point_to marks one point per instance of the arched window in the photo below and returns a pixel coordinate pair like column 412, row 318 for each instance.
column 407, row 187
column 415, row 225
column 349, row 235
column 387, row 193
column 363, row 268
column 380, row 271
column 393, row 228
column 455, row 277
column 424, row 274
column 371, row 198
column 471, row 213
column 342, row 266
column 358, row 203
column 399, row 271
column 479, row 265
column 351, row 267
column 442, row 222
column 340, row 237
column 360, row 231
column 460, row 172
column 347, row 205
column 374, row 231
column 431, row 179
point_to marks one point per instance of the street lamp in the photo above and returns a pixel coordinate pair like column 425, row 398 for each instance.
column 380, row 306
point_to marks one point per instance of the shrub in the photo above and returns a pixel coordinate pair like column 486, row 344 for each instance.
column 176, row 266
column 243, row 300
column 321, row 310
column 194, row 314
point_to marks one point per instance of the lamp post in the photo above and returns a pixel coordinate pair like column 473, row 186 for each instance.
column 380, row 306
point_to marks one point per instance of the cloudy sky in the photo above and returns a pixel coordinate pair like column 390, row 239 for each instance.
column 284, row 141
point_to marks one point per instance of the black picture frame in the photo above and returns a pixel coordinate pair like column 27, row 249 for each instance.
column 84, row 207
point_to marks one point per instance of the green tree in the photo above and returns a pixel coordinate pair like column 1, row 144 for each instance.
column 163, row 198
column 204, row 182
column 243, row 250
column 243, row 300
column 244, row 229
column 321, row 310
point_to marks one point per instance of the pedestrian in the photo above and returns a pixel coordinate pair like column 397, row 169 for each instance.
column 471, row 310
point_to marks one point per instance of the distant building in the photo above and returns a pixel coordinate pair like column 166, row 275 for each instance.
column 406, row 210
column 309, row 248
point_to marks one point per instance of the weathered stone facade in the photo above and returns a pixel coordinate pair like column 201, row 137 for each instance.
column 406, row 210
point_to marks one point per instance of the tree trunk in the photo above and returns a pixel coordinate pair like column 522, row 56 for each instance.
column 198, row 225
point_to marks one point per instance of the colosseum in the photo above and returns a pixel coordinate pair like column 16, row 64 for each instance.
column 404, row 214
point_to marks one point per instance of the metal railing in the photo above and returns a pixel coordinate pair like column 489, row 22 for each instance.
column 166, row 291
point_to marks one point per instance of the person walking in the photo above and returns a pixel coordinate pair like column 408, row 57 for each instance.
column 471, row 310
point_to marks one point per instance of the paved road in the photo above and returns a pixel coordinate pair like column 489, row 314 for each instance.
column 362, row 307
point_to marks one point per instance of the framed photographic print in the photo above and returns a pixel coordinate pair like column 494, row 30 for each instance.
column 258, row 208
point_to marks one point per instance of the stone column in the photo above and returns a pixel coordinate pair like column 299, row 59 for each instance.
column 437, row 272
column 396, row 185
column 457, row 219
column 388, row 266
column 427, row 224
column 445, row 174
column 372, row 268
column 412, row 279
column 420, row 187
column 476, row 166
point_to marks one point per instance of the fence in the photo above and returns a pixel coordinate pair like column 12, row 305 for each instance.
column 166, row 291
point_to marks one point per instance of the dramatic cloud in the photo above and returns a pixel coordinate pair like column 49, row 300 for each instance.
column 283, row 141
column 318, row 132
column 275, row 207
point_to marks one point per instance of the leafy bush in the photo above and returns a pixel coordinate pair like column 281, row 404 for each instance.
────
All of the entries must be quoted exactly; please include each one.

Output
point_to marks one point per instance of the arched window in the photo below and returns a pixel coordinate pair like column 412, row 318 for each instance.
column 407, row 187
column 415, row 225
column 349, row 235
column 387, row 193
column 363, row 268
column 380, row 271
column 393, row 228
column 455, row 277
column 424, row 274
column 371, row 198
column 471, row 213
column 342, row 266
column 358, row 203
column 399, row 271
column 479, row 265
column 351, row 267
column 442, row 222
column 340, row 237
column 360, row 231
column 460, row 172
column 347, row 205
column 374, row 231
column 431, row 179
point_to marks one point per instance of the street lamp in the photo above and returns a pixel coordinate pair like column 425, row 398 for each instance.
column 380, row 306
point_to marks one point per instance of the shrub in the photo above and returns a pixel coordinate pair like column 486, row 344 for each instance.
column 176, row 266
column 243, row 300
column 321, row 310
column 194, row 314
point_to marks one point per instance of the lamp post in the photo above and returns a pixel coordinate pair like column 473, row 186 for each instance.
column 380, row 306
point_to marks one point per instance of the cloudy sky in the photo above and returns a pixel coordinate pair like column 390, row 239 for each instance.
column 284, row 141
point_to marks one point per instance of the black picture frame in the photo above and returns a pixel coordinate pair like column 27, row 249 for each instance.
column 84, row 207
point_to marks one point per instance of the green tree in the photo above and returns a pixel coordinate pair like column 1, row 144 for each instance.
column 163, row 198
column 204, row 182
column 243, row 250
column 243, row 300
column 244, row 229
column 321, row 310
point_to marks one point per instance of the pedestrian in the photo above and returns a pixel coordinate pair like column 397, row 169 for each instance.
column 471, row 310
point_to marks one point per instance of the distant building in the photo above and returns a pixel coordinate pair like column 166, row 275 for each instance.
column 406, row 210
column 309, row 248
point_to marks one point per instance of the weathered stone facade in the photo above and returns a pixel coordinate pair like column 201, row 137 for each instance.
column 406, row 210
point_to marks one point per instance of the tree trunk in the photo above and returns a pixel coordinate pair like column 522, row 56 for each instance.
column 198, row 225
point_to marks one point per instance of the colosseum in the photo above and returns a pixel coordinate pair like column 16, row 64 for each instance.
column 404, row 214
point_to marks one point per instance of the metal railing in the photo above and returns a pixel coordinate pair like column 489, row 22 for each instance.
column 166, row 291
point_to marks one point per instance of the person walking in the photo above and returns a pixel coordinate pair like column 408, row 57 for each instance.
column 471, row 310
point_to marks one point per instance of the paved road in the photo above and returns a pixel coordinate pair like column 489, row 314 for each instance.
column 362, row 307
point_to marks one point per instance of the framed photographic print in the photo above and returns a pixel coordinate pair like column 494, row 30 for each instance.
column 258, row 208
point_to marks one point per instance of the stone column in the photo above and returns a pixel coordinate pair like column 299, row 59 for each instance.
column 437, row 272
column 396, row 185
column 457, row 219
column 388, row 266
column 427, row 224
column 445, row 174
column 372, row 268
column 412, row 279
column 420, row 187
column 476, row 166
point_to marks one point per instance of the fence in the photo above and returns a pixel coordinate pair like column 12, row 305 for each instance.
column 166, row 291
point_to marks one point per instance of the dramatic cloud in the photo above and returns a pixel coordinate pair like column 49, row 300 for each instance.
column 283, row 141
column 318, row 132
column 275, row 207
point_to marks one point per instance of the leafy bush in the photo above and returns a pixel coordinate pair like column 281, row 404 for each instance.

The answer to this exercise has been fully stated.